> Material to process:
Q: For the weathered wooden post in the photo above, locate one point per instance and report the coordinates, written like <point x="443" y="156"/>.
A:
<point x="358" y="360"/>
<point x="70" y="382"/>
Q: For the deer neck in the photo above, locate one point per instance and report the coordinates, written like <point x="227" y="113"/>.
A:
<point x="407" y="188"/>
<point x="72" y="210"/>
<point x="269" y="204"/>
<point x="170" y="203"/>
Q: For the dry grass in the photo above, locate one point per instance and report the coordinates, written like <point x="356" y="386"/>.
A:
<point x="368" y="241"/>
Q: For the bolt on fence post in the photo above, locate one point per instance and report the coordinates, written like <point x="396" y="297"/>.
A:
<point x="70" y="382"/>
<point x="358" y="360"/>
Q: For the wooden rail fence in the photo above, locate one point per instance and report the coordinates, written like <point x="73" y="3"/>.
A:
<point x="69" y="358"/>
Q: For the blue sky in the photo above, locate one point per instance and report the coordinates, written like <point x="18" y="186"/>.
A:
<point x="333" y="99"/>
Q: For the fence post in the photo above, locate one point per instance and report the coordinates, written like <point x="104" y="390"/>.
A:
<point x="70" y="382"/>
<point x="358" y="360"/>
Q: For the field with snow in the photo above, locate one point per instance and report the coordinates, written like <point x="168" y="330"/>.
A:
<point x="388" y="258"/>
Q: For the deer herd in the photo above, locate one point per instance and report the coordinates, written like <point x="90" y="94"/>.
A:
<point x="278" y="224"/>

> Task statement: Show the lines of the listing above with "deer".

> Answer area:
Q: For the deer neck in the photo above, locate one point per instance and report the coordinates, written like <point x="227" y="113"/>.
Q: For the deer herd in the photo above, locate one point per instance and report the coordinates, written like <point x="90" y="94"/>.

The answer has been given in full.